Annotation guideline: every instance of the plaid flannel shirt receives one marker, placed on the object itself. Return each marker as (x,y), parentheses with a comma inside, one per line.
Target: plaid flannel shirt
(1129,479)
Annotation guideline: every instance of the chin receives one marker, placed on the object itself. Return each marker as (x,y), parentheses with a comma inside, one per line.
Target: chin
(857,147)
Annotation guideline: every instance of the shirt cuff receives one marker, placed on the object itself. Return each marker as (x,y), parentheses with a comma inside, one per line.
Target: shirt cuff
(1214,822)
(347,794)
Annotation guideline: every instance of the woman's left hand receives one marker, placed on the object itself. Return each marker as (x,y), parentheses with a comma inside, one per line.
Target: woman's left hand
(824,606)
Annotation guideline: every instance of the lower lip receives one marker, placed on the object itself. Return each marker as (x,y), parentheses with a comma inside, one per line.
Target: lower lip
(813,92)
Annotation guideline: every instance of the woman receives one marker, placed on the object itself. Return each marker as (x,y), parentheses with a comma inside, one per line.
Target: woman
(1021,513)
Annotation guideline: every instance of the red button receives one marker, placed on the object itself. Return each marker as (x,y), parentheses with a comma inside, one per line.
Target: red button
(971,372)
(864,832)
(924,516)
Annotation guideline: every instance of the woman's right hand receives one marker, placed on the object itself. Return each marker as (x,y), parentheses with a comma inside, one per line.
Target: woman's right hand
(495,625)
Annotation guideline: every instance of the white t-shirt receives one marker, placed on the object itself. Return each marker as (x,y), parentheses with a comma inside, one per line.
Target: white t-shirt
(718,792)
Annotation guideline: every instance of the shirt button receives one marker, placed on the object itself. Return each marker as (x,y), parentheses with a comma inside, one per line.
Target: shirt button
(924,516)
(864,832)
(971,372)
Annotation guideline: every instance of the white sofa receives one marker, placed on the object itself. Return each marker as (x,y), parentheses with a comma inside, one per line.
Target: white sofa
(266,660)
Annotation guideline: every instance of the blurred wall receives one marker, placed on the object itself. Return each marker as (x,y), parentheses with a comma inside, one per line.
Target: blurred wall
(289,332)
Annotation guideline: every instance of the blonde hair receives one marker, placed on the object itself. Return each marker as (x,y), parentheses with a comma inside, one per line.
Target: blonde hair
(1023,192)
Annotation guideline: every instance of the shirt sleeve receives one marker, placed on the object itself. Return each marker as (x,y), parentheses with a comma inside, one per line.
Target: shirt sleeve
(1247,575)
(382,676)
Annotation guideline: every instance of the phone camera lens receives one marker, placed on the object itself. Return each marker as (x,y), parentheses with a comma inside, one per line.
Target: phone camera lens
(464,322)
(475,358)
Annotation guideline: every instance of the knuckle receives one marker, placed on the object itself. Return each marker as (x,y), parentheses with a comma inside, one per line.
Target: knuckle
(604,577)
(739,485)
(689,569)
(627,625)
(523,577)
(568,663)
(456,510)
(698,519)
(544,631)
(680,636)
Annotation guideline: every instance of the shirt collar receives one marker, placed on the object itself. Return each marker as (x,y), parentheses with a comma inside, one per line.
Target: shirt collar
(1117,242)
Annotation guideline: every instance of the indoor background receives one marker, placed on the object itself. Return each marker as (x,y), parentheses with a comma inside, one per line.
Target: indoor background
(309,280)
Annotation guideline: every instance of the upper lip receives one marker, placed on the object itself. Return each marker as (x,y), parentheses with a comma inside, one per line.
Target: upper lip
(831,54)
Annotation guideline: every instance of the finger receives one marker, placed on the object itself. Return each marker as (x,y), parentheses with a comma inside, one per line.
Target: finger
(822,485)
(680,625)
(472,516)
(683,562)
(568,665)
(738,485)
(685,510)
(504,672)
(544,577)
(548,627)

Stated problem: Please reproduce the entire listing, exactly as shown.

Solution for this task:
Annotation guideline: every instance of the plaid flannel shirt receives one marker, placed on the object itself. Return each marker as (x,y), parentheses with a comma inside, one per line.
Target: plaid flannel shirt
(1129,479)
Annotation guideline: every instance of the chin receives one marker, placed on the object itself. Return each marker as (x,y), parentheses with a comma inside, one per line.
Target: chin
(857,147)
Annotation guideline: every instance of the shirt cuff receives one marker, placed on the object itself. Return each marker as (x,y), parentheses with a comma inside, one per line.
Target: shirt cuff
(1214,822)
(347,794)
Annotation guideline: every instance of the woman's left hand receives one marker, placed on the object itself. Return each marker as (x,y), parentheses with a comma inside, one per line.
Target: woman's left hand
(824,606)
Annotation guideline: every instance of the lower lip receives one marker, placed on the object itself. Return each marker as (x,y), parentheses with a comma inside, one per line.
Target: lower lip
(813,92)
Annotation guideline: every instance of the woman receives one marker, placed on the object itself. Return each marker as (x,y), parentheses with a comma inside, one per line.
Target: woman
(1021,513)
Annotation guideline: every instance of the red button receives one marker, placed on the object itself. Return each marker as (x,y), parentheses with a comma inside, one per line.
Target: red button
(971,372)
(864,832)
(924,516)
Annotation guideline: every instance of the woman's right hand receives one marker, placed on the object itself. Return each marker as (x,y), parentheses with a comma inside, one per line.
Target: woman's right hand
(495,625)
Annotation guideline: every instance of the white t-shirt receives one marker, placed on the object itself. Return each marker as (x,y), parentheses with a comma inside, one per line.
Target: white t-shirt
(718,792)
Annotation guideline: every instance of the shirt button receives one marker, placed on the object itself. Return each marker as (x,y), parentheses with a comma inside, one per line.
Target: shirt button
(924,516)
(864,832)
(971,372)
Annotation guideline: every instance of the white sofa receives one marker, placed on the object itself. Return each marker as (x,y), parentheses with a comma inside, one per line.
Target: white sofa
(266,660)
Annotation guideline: every instance of the blurred wall receives one marker, placed on the object itself. Return each marker as (x,y), parentheses with a comma inside, one per line.
Target: blurred wall
(289,332)
Annotation guideline: every instance of the blonde hair receives one marker, placed on the object itself. Return each marker as (x,y), parentheses with a comma inside, one per line.
Target: blonde hair
(1023,192)
Annotation guideline: every instance of the shirt sleeve receives one marker, placed on the object itself. Return each marker as (x,y), parentheses with a comma inside, one per line.
Target: shirt sleeve
(1247,575)
(382,676)
Annotation guideline: every instance of the phone camera lens receives one marker, placed on the object itself. Return each marker as (x,y), parentheses with a comma inside, one per line.
Target: phone camera lens
(464,322)
(475,358)
Annotation guideline: every instance of the knuckle receives one marker, placed on the object itself. Return each marker as (x,y), parentheses with a comma inside, one per line.
Target: knuckle
(604,577)
(739,485)
(689,569)
(627,625)
(523,577)
(568,663)
(456,510)
(698,519)
(544,631)
(680,636)
Annotation guideline: every instance of the shirt collar receives one marker, placed on the object itself. Return each marker as (x,y), parentheses with a comma inside, one per line.
Target: shirt collar
(1117,242)
Annotation guideline: every instance of the indoor background receives one marker, placed on the object itself. Return each marker as (x,y), parentheses with a comma inside, one per line.
Target: indoor background
(309,280)
Annotation guideline: every instance of the upper lip receives one marker, placed on the object itself. Return each marker as (x,y), parentheses with a comma inside, one per line.
Target: upper lip
(831,54)
Annotation guideline: every instance of the finger receives one marker, placed on the object itself. Return each marker as (x,y), parentheses with a comma inside, one per line.
Target: finger
(822,485)
(680,625)
(472,516)
(683,562)
(568,665)
(738,485)
(685,510)
(504,672)
(544,577)
(548,627)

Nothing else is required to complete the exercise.